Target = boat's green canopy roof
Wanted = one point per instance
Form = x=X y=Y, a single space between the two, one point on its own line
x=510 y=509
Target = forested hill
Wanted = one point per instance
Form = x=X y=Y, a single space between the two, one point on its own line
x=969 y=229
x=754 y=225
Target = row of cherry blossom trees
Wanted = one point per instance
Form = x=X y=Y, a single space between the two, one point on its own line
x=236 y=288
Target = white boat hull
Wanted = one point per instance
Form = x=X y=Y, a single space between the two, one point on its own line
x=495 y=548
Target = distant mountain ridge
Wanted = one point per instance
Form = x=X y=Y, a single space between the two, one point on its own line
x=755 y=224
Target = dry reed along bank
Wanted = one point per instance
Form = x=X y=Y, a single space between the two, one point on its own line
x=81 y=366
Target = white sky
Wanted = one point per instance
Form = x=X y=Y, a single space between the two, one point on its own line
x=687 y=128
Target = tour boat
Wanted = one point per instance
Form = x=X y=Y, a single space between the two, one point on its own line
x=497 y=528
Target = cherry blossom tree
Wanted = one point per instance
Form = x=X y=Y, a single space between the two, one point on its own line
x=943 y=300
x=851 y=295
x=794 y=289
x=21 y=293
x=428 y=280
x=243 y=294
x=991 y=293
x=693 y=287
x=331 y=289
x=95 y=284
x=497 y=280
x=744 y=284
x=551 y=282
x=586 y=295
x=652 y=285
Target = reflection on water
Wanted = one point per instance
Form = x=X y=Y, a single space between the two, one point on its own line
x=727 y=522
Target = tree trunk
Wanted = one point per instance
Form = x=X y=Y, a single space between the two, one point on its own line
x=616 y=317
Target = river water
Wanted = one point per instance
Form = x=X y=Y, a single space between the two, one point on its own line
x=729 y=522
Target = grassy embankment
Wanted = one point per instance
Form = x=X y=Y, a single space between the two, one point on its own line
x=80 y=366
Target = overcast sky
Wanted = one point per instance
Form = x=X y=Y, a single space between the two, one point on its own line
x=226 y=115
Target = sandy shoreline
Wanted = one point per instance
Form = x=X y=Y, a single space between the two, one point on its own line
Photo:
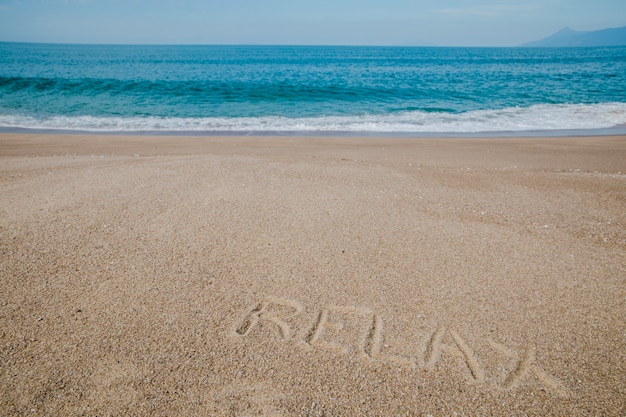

============

TASK
Render every line of the records above as a Markdown table with the columns Row and Line, numbering the rows and skipping any blank lines. Omit the pictures from the table.

EXERCISE SOLUTION
| Row | Line |
|---|---|
| 1 | Target = boat's green canopy roof |
| 2 | Wanted = one point per instance |
| 3 | Form = x=X y=Y, a single space between the two, one point on its own line |
| 4 | x=510 y=509 |
| 5 | Target = forested hill |
| 6 | Wanted = one point per instance |
| 7 | Form = x=X y=Y, a single space between the two, one point on its own line |
| 8 | x=969 y=229 |
| 9 | x=754 y=225 |
| 10 | Target = row of cherry blossom trees |
| 11 | Wanted = one point per instance |
| 12 | Form = x=X y=Y, a single space between the two, one point on its own line |
| 13 | x=236 y=288 |
| 14 | Target = white boat hull |
| 15 | Wanted = one point per instance |
| 16 | Form = x=X y=Y, a single space between the two, one point on its own line |
| 17 | x=495 y=548 |
| 18 | Target = distant mountain ridge |
| 19 | Wanted = one point per instance |
| 20 | Form = x=X y=Y, a single space between the two, one point on its own line |
| 21 | x=755 y=224 |
| 22 | Target = dry reed along bank |
| 23 | Wanted = one point per instance |
| 24 | Form = x=X y=Y, a single space between the two, one point on its own line |
| 25 | x=81 y=366 |
| 26 | Target = white sky |
| 27 | Wanted = one point per instance |
| 28 | Form = x=X y=Y, a single space between the two, one point on its own line |
| 29 | x=687 y=128 |
| 30 | Target = tour boat |
| 31 | Wanted = one point per instance |
| 32 | Form = x=X y=Y, a single space between the two, one point on its own line |
| 33 | x=497 y=528 |
| 34 | Target = cherry blossom tree |
| 35 | Wanted = one point per instance |
| 36 | Form = x=X y=Y, a single space between the two, one point on its own line |
| 37 | x=943 y=300 |
| 38 | x=851 y=295 |
| 39 | x=794 y=289 |
| 40 | x=21 y=293 |
| 41 | x=428 y=280 |
| 42 | x=243 y=294 |
| 43 | x=991 y=293 |
| 44 | x=693 y=287 |
| 45 | x=331 y=289 |
| 46 | x=95 y=284 |
| 47 | x=497 y=280 |
| 48 | x=744 y=284 |
| 49 | x=551 y=282 |
| 50 | x=586 y=295 |
| 51 | x=652 y=285 |
| 52 | Target = reflection on water |
| 53 | Wanted = one point per instance |
| 54 | Form = x=X y=Y, a single space between the two, one point on its own line |
| 55 | x=727 y=522 |
| 56 | Target = tree trunk |
| 57 | Wanted = one point per instance |
| 58 | Form = x=X y=Y, a single space between the two, one point on its own line |
| 59 | x=616 y=317 |
| 60 | Target = river water |
| 61 | Wanted = one point per instance |
| 62 | Form = x=X y=Y, a single space between the two, one point on its own line |
| 63 | x=729 y=522 |
| 64 | Target = grassy embankment |
| 65 | Wanted = one point per instance |
| 66 | Form = x=X y=Y, a single space between the two, one point on its own line |
| 67 | x=80 y=366 |
| 68 | Target = overcast sky |
| 69 | Wanted = one point per instance |
| 70 | Form = x=X y=Y, a single space between the two, one point on its own line |
| 71 | x=226 y=115 |
| 72 | Target = sandy shoreline |
| 73 | Wanted = one point per instance |
| 74 | Form = x=X y=Y, a single space between the two, one point on its own line |
| 75 | Photo: |